Cada vez que almuerzo en el restaurante Ses Eufabies y la tertulia se alarga al ritmo de algún que otro gin tónic, no puedo evitar colocar la copa de balón frente a la luz cegadora del atardecer y disparar la cámara. La imagen refleja intensamente las sensaciones de confort y calidez que disfruto en cada una de esas oportunidades. Una vez más, una imagen vale más que mil palabras.

Hace unos días, en Platges de Comte, observé a esta chica, echarse la siesta, completamente relajada, sobre las puntiagudas rocas de una esquina del arenal grande. La playa estaba abarrotada y la muchacha decidió aprovechar el hueco que nadie quería, parta disponer de un espacio más amplio. Hace pocos años, no más de cinco o seis, solía ir a Platges de Comte muchas tardes del verano con los niños. Había gente, pero nada comparado con las concentraciones de hoy en día. Desde luego, no hacía falta convertirse en faquir para disfrutar de un siti0 amplio junto a la orilla.

Hace unos días hablábamos de body painting. Siguiendo con el tema artístico, hoy os presento esta foto de un Citroën «dos caballos» tuneado a la ibicenca. Es decir, pintado a mano, con motivos llamativos y a menudo publicitarios. Desde hace algunos veranos, estos vehículos son legión y los mismo anuncian croissanterias, que masajes o fiestas de discotecas. Algunos, sin embargo, los pintan únicamente por el placer de conducir un coche auténtico y diferente. Éste, además, es descapotable y con cristales abatibles. Todo un lujo.

▶ [Instrucciones de trabajo]
- a) Transcribe del texto para leer el fragmento que empieza con "Cada vez que" y sigue hasta "que mil palabras.".
- b) Según el texto para leer, ¿qué dos características tiene el Citroën «dos caballos» de la foto, además de estar pintado a mano?
Las filas no intervienen en esto.

▶ [Entradas]
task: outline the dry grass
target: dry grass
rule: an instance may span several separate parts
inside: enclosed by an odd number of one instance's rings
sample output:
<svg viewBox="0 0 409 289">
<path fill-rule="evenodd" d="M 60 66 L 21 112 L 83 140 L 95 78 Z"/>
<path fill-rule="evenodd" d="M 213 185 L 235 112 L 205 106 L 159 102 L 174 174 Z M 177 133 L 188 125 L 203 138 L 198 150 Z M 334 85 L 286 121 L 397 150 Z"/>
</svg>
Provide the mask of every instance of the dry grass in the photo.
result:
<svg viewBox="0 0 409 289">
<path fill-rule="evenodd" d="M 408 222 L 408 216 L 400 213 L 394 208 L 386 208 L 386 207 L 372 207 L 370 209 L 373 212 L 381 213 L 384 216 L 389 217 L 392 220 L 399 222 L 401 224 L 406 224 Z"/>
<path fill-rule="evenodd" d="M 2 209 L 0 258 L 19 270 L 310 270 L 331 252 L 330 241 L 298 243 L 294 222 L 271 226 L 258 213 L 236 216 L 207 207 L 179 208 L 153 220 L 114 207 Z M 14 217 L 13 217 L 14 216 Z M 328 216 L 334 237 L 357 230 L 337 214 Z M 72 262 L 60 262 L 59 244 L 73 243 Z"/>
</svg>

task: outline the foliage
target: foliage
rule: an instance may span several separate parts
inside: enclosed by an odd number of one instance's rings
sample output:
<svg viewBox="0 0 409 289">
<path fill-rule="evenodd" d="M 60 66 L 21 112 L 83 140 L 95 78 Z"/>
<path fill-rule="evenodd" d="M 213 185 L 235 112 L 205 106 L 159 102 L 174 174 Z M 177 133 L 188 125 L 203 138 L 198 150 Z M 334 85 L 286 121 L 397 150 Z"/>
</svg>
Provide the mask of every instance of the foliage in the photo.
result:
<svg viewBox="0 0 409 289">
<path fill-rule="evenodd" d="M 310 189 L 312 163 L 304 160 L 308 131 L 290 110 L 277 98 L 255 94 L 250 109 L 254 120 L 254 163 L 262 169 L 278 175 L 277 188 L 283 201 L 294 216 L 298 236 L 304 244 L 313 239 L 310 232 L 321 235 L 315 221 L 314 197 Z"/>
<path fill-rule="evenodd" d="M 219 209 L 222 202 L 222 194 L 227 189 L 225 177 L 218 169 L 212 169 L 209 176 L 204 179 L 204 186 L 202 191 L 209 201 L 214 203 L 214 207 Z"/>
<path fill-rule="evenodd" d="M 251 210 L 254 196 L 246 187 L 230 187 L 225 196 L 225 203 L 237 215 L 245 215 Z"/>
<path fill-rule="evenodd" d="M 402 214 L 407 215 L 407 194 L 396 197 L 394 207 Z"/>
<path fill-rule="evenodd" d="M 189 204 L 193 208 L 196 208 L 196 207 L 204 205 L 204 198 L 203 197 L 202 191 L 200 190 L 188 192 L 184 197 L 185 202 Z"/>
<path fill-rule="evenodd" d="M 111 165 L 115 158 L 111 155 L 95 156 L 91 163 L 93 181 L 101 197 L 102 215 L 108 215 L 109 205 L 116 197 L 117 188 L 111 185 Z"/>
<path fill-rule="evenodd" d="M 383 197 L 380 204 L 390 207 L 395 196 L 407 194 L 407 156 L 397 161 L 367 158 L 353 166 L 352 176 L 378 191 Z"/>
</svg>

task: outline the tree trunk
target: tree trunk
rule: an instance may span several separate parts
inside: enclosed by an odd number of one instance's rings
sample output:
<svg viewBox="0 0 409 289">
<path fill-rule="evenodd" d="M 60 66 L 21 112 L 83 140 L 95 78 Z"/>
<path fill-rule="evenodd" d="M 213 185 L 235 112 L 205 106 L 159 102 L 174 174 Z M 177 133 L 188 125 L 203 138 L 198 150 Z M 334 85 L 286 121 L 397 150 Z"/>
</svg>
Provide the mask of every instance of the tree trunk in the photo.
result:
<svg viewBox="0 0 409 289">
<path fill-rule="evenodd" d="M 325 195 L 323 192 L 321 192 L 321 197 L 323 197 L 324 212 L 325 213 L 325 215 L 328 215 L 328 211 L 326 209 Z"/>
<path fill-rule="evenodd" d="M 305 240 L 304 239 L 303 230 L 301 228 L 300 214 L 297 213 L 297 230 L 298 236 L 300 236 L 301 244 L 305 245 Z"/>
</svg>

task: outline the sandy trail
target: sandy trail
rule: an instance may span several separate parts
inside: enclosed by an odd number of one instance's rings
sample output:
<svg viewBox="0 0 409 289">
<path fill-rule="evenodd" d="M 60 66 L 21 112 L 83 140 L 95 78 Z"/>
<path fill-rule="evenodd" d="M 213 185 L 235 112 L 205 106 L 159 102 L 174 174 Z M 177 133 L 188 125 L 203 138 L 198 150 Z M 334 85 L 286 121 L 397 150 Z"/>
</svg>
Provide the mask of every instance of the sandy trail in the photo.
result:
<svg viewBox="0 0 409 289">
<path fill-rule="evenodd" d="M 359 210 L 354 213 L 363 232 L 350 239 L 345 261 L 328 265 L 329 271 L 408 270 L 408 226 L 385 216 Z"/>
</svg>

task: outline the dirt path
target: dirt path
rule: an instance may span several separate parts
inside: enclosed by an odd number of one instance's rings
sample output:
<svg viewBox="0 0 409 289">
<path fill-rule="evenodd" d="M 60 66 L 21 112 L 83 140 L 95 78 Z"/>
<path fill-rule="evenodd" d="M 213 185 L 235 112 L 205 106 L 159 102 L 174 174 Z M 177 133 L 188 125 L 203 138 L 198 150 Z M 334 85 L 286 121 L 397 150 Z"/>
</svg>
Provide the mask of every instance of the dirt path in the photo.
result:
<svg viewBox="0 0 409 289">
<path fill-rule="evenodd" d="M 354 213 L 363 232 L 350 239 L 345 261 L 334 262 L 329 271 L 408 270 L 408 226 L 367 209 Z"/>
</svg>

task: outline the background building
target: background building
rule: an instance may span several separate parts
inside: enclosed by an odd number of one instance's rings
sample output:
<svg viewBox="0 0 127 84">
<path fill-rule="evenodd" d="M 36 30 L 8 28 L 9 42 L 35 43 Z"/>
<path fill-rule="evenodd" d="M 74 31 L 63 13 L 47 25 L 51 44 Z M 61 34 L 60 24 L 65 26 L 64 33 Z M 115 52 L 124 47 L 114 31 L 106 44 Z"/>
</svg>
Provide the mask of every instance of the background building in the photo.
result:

▶ [Resultados por tarea]
- a)
Cada vez que almuerzo en el restaurante Ses Eufabies y la tertulia se alarga al ritmo de algún que otro gin tónic, no puedo evitar colocar la copa de balón frente a la luz cegadora del atardecer y disparar la cámara. La imagen refleja intensamente las sensaciones de confort y calidez que disfruto en cada una de esas oportunidades. Una vez más, una imagen vale más que mil palabras.

- b) Es descapotable y tiene cristales abatibles.